▶ _Fragmento del texto_
Damien Chazelle presentó en 2013 un cortometraje en el que un estudiante y virtuoso de la batería entraba a formar parte de la banda de jazz de su conservatorio, dirigida por un estricto profesor. Esa idea cuajó y ahora nos llega la versión completa de esa historia, la tensa relación entre un alumno que se desvive por la música y un profesor que busca la absoluta perfección.
Chazelle consigue con Whiplash una conjunción perfecta entre el amor a la música y el desarrollo de sus personajes. Plano a plano la película parece construirse sólo con acordes, golpes de baquetas y resonar de las trompetas, una mezcla musical fantástica que se mueve entre Caravan y Whiplash, jazz potente que aún retumba en mis oídos. Pero no sólo de música vive esta película, ya que Chazelle consigue que profesor y alumno entren en una batalla épica de redobles y platillos, haciendo que el espectador abandone su posición pasiva y participe de forma activa en su historia. Una película que despierta la pasión por la música, aunque sea mínima, que todos llevamos dentro, y el culpable no es sólo el director, sino que sus dos protagonistas, un soberbio J.K. Simmons y un apabullante Miles Teller, ponen la piel de gallina. Una máxima que dejan bien patente en todo momento es esa búsqueda de la perfección, esa obsesión (a veces malsana) de alcanzar un nivel casi inalcanzable, algo que comparten ambos protagonistas, cada uno a su manera y por caminos distintos. Esa obsesión queda también muy bien reflejada en su difícil relación: dura, sufrida, pero llena de pasión, una pasión explosiva con un zenit inmejorable.

▶ _Material proporcionado_
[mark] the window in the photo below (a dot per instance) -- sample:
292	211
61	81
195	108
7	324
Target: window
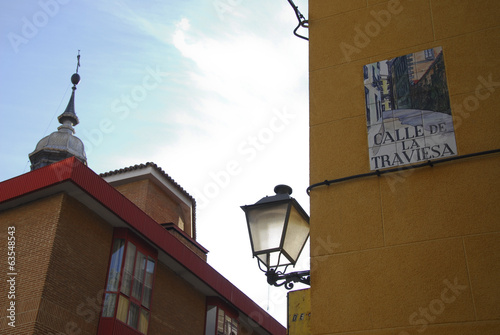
130	283
221	319
429	54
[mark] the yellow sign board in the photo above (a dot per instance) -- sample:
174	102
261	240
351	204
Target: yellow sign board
299	312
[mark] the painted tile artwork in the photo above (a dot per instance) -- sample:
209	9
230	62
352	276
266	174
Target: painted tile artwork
408	110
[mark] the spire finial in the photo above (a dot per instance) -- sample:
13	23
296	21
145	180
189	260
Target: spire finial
69	114
61	144
78	61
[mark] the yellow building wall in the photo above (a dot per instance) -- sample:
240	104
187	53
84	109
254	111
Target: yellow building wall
299	312
415	252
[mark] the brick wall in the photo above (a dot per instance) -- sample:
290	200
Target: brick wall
177	307
35	225
62	256
76	276
148	197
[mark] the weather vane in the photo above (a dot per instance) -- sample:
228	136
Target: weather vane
78	61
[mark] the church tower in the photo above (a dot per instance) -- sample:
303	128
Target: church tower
61	144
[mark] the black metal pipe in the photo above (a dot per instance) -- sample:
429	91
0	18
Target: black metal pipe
402	168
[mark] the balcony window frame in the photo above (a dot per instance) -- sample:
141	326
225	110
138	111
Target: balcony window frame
224	312
109	323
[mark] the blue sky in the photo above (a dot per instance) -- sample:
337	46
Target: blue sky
213	91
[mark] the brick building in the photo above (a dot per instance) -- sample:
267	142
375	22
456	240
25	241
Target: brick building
109	254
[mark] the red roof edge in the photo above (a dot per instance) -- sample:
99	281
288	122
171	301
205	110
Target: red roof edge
71	169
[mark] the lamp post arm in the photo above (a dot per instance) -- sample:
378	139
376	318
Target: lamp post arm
279	279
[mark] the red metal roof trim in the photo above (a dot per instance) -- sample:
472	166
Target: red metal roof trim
74	171
164	174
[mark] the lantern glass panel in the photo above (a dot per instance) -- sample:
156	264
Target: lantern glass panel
266	225
297	232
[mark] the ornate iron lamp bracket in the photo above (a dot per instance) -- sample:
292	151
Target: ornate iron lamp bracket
277	278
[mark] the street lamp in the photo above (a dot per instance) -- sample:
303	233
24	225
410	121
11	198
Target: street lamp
278	229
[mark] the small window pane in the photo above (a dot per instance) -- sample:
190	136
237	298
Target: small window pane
211	320
108	308
220	322
144	321
148	283
115	265
121	313
140	267
128	268
133	316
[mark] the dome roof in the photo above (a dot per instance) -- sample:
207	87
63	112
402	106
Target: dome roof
61	144
57	146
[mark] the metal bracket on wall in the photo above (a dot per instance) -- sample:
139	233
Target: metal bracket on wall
303	22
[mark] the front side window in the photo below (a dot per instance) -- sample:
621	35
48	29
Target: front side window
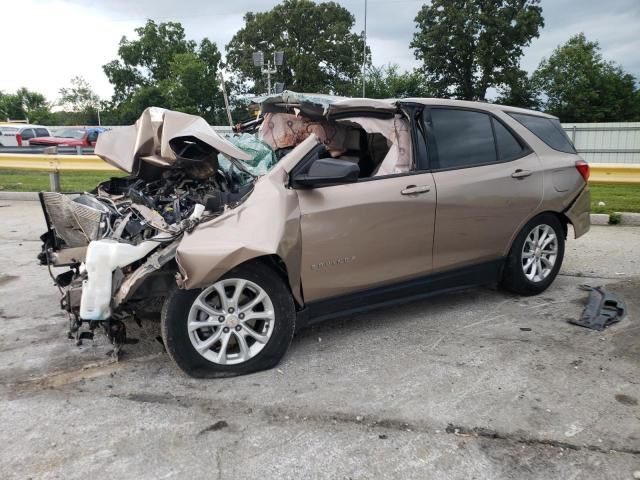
93	136
27	134
463	138
546	129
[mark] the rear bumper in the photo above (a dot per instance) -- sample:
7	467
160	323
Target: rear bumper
579	213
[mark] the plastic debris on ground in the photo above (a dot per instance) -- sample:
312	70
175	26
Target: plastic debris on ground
603	309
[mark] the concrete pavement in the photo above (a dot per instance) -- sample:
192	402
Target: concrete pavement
480	384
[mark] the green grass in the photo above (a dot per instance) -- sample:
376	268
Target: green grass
616	197
32	181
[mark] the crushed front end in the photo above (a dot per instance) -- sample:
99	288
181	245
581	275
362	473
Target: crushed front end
118	243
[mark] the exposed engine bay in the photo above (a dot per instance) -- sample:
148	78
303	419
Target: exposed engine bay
119	242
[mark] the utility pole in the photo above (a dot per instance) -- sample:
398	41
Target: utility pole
226	99
364	51
269	69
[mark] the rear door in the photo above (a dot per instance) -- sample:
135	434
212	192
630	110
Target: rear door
488	183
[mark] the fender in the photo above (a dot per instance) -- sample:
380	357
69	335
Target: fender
266	223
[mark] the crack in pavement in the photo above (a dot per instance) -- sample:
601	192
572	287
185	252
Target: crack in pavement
279	414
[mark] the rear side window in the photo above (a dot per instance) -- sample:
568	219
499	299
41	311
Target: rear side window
93	136
548	130
508	146
8	131
463	138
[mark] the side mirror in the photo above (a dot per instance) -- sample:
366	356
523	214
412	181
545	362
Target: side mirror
327	171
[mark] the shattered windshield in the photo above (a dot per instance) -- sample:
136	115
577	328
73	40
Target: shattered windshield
262	159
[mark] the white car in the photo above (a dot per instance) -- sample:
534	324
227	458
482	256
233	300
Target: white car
19	134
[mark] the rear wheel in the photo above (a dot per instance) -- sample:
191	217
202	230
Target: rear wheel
241	324
536	256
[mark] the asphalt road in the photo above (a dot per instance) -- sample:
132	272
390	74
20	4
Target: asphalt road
474	385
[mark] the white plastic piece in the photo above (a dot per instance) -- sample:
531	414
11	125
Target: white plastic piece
102	258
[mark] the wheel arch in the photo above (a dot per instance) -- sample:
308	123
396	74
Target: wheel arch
278	265
563	219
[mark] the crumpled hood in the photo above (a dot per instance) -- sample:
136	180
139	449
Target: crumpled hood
56	141
149	140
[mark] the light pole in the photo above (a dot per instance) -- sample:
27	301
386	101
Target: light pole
268	69
364	50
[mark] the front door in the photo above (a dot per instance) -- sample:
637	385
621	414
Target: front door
370	233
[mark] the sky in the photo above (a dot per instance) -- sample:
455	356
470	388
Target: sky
47	42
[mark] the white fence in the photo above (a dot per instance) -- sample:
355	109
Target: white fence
606	142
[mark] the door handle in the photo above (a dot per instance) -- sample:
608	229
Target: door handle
521	173
415	189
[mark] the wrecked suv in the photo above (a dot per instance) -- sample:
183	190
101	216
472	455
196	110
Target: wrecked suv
320	206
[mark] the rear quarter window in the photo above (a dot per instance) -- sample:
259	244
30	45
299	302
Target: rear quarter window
548	130
463	138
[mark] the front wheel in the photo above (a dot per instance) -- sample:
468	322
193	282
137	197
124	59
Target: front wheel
241	324
535	257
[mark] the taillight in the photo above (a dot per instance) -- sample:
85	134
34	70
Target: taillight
583	169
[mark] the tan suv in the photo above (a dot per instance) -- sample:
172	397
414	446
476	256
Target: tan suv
321	206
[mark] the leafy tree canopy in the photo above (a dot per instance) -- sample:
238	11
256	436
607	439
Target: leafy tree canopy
25	104
161	67
389	82
467	46
519	91
322	54
578	85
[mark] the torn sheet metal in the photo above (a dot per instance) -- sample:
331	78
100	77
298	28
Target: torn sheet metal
286	130
266	223
319	104
152	139
603	309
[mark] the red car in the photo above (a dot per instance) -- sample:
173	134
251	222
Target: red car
71	137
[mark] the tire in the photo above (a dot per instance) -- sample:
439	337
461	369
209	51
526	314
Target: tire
519	275
183	308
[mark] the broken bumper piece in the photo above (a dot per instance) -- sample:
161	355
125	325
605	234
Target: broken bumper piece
603	309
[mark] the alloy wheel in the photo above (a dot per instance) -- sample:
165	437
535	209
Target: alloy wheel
231	321
539	253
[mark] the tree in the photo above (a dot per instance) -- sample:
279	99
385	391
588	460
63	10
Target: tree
25	105
162	68
79	102
519	91
388	82
578	85
321	52
467	46
79	97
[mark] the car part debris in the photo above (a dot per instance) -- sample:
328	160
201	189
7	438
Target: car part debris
603	309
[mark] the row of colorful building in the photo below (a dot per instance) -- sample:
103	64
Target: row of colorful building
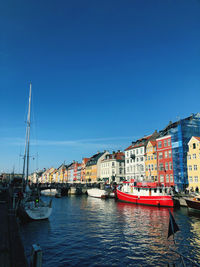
170	157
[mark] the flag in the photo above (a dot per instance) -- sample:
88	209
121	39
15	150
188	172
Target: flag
173	227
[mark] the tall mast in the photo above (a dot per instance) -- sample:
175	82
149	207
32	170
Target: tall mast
28	133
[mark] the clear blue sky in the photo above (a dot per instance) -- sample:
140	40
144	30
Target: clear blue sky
103	73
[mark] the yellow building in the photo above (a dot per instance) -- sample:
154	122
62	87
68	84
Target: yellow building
193	164
151	162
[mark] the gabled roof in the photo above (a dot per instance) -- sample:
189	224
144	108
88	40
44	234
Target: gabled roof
197	137
142	141
93	160
117	156
153	142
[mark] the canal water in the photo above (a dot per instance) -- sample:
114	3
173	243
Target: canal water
84	231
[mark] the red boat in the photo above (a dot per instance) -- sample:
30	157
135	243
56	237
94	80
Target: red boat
145	194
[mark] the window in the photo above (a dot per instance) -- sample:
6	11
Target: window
165	143
166	166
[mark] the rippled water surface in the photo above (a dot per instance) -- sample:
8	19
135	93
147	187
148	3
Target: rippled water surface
86	231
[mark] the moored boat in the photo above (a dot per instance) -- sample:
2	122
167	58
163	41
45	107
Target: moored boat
96	192
31	205
49	192
193	203
145	194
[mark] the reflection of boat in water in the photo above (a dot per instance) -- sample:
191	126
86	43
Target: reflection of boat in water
145	194
193	203
31	205
98	193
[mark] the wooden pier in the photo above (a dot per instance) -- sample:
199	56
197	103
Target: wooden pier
11	247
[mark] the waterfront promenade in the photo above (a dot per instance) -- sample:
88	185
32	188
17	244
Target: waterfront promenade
11	247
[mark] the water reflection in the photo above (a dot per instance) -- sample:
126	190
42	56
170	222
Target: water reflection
92	232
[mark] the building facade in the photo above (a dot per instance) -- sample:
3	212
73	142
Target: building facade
151	172
93	167
193	164
135	158
165	160
181	133
113	167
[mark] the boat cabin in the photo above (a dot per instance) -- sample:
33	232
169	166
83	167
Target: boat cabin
145	189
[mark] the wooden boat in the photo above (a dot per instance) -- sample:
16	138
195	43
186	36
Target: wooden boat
145	194
193	203
31	205
98	193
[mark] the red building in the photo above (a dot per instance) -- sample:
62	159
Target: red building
164	160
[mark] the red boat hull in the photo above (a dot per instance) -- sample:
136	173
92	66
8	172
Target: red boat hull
193	204
159	201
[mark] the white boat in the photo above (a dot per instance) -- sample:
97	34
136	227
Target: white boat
96	192
31	205
49	192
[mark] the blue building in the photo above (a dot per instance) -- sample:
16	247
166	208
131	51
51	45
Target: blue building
181	132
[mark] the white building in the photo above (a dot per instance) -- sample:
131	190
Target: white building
113	167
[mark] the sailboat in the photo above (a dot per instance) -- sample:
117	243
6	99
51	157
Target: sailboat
31	206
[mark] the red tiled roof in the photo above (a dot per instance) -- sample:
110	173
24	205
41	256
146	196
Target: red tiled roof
139	142
153	142
197	137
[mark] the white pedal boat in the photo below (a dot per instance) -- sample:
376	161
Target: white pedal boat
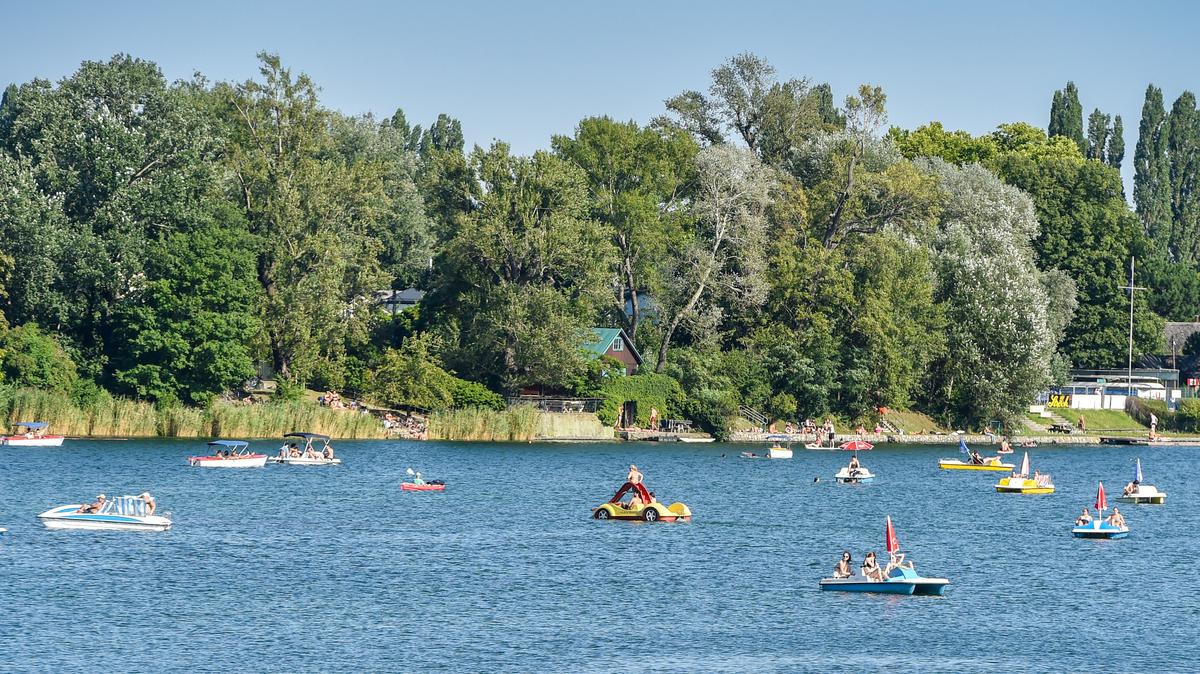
229	453
123	513
34	435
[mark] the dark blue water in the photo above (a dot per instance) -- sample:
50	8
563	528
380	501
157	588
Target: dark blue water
294	569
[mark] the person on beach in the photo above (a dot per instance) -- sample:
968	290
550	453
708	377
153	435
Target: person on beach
843	569
634	476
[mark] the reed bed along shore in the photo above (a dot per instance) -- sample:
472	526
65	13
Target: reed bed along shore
513	425
109	416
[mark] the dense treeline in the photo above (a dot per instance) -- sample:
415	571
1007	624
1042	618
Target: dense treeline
761	244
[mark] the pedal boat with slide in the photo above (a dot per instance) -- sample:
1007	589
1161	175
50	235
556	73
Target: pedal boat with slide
33	437
649	510
901	576
123	513
987	463
1099	528
1141	493
309	440
1023	483
859	475
229	453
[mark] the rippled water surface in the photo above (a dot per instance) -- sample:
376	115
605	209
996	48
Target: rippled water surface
298	569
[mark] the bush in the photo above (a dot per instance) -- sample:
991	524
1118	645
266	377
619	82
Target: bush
647	390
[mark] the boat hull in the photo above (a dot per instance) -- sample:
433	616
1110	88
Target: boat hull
955	464
301	461
859	584
22	441
253	461
65	517
411	487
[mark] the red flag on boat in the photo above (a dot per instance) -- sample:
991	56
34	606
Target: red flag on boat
889	537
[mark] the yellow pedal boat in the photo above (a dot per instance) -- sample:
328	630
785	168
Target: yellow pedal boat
955	464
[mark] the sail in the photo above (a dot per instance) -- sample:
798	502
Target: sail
889	537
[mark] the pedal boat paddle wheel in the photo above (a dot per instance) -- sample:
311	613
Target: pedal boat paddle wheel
649	510
30	434
900	576
229	453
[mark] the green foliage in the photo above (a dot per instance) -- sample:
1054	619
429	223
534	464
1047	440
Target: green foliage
647	390
34	359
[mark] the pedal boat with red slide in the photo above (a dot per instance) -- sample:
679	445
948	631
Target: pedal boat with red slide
229	453
649	510
34	435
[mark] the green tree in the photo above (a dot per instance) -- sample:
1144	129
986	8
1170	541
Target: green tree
1183	155
1151	179
1067	116
639	180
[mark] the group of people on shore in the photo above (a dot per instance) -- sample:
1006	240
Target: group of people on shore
870	567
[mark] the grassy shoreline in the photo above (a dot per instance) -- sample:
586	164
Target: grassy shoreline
121	417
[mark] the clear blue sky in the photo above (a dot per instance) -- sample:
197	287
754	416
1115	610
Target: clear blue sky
525	71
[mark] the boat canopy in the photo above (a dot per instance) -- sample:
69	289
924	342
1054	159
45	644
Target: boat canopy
307	435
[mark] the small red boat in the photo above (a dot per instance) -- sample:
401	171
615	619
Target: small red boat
427	487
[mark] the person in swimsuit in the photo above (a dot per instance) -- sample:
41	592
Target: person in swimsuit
843	569
871	567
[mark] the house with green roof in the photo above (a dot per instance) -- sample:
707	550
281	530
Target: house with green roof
613	342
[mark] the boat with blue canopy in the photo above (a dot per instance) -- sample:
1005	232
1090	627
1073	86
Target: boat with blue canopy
123	513
1101	528
31	434
1138	492
229	453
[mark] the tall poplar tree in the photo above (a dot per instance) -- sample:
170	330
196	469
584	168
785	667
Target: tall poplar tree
1183	155
1067	116
1151	178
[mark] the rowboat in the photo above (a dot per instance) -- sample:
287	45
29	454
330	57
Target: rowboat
1099	528
34	435
1023	483
1140	493
229	453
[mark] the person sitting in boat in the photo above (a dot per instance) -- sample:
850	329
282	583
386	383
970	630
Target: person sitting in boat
93	506
149	501
1116	518
843	569
871	567
634	476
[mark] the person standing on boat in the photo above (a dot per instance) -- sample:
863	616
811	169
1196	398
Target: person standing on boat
634	476
843	569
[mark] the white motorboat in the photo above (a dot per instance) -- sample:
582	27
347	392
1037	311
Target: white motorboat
292	455
34	435
229	453
1139	493
125	513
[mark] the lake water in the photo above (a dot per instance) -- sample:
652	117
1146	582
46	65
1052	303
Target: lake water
293	569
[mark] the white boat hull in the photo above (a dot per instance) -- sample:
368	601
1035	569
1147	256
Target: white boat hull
211	462
301	461
22	441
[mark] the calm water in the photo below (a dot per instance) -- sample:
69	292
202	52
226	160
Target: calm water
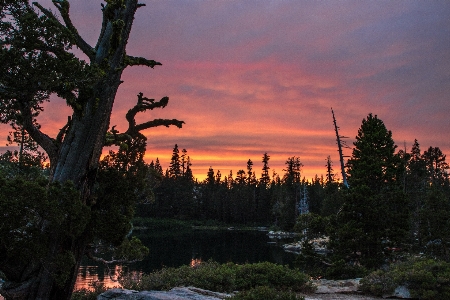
174	249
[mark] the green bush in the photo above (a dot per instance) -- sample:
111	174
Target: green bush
264	293
221	278
425	278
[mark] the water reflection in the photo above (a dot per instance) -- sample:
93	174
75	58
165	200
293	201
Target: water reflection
177	248
195	262
89	274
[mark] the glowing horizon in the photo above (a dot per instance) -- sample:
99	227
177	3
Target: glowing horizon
250	77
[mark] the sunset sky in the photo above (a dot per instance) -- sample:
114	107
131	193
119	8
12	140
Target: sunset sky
250	77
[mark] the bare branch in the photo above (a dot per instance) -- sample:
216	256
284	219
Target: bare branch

▶ _Requisitos de la tarea_
Resume en dos oraciones el texto sobre Whiplash.

▶ _Respuesta a la tarea_
Whiplash es la versión completa de un cortometraje que Damien Chazelle presentó en 2013 y narra la tensa relación entre un alumno virtuoso de la batería que se desvive por la música y un profesor estricto que busca la absoluta perfección. La película une el amor a la música con el desarrollo de sus personajes, con un soberbio J.K. Simmons y un apabullante Miles Teller que comparten, cada uno a su manera, la obsesión por alcanzar un nivel casi inalcanzable.